### What is expected
Only one portion of the data is to be written out: from the line bearing "The even-odd rule applies to every instance." through the line bearing "375), (950, 253)]]". Write it exactly as it appears.

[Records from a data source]

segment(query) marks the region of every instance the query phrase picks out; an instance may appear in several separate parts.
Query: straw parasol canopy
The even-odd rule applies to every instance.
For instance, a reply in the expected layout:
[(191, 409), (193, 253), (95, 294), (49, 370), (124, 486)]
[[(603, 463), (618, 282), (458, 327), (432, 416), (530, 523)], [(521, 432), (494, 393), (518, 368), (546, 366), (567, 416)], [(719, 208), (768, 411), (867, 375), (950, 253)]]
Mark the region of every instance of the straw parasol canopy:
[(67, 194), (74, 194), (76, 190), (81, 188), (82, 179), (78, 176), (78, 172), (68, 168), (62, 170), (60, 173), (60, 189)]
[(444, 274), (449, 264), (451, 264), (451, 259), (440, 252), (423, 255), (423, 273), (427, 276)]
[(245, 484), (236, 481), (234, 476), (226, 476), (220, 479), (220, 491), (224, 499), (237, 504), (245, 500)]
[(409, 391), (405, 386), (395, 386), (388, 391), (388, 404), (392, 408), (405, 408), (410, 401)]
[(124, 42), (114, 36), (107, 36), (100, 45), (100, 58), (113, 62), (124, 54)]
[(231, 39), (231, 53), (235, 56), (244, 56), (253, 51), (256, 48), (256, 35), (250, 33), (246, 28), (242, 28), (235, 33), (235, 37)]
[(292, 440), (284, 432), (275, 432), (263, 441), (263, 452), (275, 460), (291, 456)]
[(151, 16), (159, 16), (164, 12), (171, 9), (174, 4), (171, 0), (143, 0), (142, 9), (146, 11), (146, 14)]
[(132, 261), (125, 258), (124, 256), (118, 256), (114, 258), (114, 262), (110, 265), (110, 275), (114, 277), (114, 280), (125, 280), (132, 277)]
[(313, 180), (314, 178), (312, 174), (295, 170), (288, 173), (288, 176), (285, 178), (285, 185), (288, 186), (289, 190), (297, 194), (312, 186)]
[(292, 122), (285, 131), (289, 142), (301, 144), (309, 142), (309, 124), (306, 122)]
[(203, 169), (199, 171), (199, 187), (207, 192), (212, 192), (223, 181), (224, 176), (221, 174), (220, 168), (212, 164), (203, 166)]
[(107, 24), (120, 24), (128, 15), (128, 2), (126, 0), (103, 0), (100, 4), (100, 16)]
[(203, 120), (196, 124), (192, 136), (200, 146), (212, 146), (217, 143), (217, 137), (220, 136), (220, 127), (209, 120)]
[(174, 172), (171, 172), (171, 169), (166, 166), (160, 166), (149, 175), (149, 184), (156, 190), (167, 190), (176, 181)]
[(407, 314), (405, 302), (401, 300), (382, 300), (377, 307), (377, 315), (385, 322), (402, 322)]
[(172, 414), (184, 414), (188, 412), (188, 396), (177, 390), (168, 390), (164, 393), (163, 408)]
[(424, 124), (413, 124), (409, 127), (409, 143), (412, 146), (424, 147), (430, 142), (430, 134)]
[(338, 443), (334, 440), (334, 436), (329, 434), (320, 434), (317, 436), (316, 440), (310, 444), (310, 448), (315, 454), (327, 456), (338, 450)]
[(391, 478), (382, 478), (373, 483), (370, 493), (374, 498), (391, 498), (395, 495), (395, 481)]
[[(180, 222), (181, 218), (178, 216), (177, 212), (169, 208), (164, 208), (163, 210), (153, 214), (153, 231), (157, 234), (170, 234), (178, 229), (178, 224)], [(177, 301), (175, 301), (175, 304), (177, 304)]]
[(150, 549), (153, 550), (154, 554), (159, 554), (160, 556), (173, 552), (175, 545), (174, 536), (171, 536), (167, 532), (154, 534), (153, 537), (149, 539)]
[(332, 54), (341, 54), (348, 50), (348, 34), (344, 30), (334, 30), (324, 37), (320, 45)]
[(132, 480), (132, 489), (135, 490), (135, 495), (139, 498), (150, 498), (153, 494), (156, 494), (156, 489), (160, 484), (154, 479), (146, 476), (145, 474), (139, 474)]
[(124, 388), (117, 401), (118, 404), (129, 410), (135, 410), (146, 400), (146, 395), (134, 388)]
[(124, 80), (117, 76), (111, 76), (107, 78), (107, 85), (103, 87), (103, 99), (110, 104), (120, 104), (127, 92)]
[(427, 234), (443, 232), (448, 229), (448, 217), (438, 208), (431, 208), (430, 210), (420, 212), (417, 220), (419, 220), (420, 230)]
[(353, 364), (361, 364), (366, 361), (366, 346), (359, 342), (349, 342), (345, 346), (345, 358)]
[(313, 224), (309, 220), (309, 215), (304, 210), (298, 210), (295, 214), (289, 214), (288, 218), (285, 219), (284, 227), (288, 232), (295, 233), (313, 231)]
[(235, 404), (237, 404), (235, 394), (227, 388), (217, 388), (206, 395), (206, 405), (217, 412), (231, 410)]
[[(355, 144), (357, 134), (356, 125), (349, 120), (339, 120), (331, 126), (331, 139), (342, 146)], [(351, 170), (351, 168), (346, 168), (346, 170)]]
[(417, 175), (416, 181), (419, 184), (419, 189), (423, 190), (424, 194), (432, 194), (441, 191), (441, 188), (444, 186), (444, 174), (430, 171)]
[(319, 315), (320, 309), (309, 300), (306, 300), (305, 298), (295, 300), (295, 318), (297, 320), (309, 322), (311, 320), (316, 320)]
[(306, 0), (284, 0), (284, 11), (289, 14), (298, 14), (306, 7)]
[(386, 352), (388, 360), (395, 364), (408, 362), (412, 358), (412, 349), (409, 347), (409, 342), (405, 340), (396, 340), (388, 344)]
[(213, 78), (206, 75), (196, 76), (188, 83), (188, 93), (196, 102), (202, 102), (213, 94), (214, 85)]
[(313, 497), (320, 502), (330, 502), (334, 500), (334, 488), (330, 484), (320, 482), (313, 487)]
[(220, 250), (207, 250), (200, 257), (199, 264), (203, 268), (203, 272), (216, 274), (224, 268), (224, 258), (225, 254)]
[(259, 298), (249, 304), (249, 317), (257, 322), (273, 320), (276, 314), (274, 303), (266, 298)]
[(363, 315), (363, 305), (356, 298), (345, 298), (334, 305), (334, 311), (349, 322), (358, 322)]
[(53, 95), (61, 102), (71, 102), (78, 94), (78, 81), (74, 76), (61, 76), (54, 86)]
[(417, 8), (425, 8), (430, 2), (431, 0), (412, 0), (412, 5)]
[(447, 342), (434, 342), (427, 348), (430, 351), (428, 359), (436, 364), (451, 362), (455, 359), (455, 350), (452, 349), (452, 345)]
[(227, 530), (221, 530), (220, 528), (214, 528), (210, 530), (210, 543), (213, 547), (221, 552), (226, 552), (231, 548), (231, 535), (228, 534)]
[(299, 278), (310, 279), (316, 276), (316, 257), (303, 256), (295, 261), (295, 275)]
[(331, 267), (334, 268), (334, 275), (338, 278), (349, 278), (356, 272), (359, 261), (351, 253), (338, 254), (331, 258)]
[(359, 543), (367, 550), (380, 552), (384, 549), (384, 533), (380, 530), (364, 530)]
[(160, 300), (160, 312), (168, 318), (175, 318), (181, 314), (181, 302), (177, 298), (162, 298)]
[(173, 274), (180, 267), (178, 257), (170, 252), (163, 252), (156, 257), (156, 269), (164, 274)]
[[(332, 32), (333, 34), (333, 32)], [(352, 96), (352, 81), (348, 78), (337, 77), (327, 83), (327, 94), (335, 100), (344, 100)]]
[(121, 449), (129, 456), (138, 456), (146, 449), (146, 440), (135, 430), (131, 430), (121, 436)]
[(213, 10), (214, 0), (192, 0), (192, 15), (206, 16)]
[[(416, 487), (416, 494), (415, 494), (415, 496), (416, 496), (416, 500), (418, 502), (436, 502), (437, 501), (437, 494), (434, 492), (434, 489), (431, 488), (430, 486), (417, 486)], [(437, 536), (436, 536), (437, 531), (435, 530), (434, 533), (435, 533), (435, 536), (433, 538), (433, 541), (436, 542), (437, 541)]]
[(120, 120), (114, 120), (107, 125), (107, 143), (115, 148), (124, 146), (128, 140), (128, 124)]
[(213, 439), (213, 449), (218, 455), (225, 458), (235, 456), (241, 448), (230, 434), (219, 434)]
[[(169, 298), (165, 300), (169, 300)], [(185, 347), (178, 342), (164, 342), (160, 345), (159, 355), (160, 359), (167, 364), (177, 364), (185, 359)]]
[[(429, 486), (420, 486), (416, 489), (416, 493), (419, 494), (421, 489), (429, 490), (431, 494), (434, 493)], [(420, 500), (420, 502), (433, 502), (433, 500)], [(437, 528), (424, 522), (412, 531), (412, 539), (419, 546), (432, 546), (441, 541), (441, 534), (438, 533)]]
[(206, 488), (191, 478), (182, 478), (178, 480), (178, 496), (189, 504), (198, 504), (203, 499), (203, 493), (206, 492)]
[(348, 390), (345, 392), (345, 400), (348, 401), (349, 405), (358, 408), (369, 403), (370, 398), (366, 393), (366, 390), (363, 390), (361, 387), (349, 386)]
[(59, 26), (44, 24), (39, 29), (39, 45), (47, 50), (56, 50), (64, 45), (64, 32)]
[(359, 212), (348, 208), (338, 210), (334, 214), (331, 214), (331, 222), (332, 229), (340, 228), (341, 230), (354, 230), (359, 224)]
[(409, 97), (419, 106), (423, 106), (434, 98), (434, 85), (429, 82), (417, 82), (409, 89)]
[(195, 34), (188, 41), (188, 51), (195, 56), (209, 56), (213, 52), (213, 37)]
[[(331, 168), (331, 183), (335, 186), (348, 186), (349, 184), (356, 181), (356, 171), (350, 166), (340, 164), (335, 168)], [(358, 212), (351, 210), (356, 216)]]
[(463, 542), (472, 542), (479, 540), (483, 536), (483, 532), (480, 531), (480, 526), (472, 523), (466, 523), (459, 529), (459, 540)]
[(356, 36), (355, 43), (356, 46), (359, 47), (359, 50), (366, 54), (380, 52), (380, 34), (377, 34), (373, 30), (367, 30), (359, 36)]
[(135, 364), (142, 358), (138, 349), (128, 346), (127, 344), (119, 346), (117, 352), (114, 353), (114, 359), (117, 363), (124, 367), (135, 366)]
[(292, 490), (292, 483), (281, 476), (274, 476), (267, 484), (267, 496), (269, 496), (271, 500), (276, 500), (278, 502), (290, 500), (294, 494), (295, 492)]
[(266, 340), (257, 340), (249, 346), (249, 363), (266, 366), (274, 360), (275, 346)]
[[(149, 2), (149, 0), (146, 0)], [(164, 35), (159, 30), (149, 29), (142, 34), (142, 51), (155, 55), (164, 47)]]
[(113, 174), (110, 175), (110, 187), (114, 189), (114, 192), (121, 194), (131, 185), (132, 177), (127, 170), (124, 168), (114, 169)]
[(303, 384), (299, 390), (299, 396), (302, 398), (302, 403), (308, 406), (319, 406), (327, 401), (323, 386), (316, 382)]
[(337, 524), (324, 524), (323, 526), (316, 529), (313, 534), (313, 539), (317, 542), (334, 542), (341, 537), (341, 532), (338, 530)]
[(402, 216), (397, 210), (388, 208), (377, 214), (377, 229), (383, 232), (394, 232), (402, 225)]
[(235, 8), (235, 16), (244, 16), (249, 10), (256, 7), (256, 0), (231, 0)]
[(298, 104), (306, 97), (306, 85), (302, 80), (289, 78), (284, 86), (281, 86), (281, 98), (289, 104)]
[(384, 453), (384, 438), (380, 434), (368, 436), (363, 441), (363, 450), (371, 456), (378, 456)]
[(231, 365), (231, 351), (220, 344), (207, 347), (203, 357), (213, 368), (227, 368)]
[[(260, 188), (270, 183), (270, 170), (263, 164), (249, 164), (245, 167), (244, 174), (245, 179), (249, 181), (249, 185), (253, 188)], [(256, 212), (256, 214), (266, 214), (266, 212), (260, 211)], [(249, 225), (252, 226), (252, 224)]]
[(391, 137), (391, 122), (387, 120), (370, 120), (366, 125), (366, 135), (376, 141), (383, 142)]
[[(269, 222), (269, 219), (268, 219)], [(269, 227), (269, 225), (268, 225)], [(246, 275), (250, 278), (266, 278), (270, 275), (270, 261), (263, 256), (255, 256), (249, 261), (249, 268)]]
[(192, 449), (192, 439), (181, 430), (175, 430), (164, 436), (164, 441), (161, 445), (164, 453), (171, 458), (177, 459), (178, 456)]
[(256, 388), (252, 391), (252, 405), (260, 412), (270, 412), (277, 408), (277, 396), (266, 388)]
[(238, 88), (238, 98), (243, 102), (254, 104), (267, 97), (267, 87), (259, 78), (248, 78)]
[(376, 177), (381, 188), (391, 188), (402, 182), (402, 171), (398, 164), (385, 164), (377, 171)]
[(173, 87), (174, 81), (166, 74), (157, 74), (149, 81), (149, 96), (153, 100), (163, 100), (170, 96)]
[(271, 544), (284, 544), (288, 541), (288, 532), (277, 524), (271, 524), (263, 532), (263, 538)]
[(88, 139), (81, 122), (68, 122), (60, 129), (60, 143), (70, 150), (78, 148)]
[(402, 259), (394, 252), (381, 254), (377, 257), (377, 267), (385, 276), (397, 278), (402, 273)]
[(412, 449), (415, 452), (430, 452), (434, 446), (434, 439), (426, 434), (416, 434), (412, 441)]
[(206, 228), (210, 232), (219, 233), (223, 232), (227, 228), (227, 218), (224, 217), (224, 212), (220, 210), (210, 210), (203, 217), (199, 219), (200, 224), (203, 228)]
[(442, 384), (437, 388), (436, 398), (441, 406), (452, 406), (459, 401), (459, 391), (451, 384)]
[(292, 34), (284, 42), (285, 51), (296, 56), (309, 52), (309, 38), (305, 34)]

### Result of the exercise
The even-odd rule applies to every instance.
For instance, a reply in the expected layout:
[(191, 409), (193, 253), (95, 294), (49, 370), (124, 486)]
[[(603, 463), (618, 282), (458, 327), (432, 416), (530, 523)], [(521, 432), (494, 393), (518, 368), (546, 366), (567, 416)], [(719, 208), (768, 411), (867, 375), (950, 253)]]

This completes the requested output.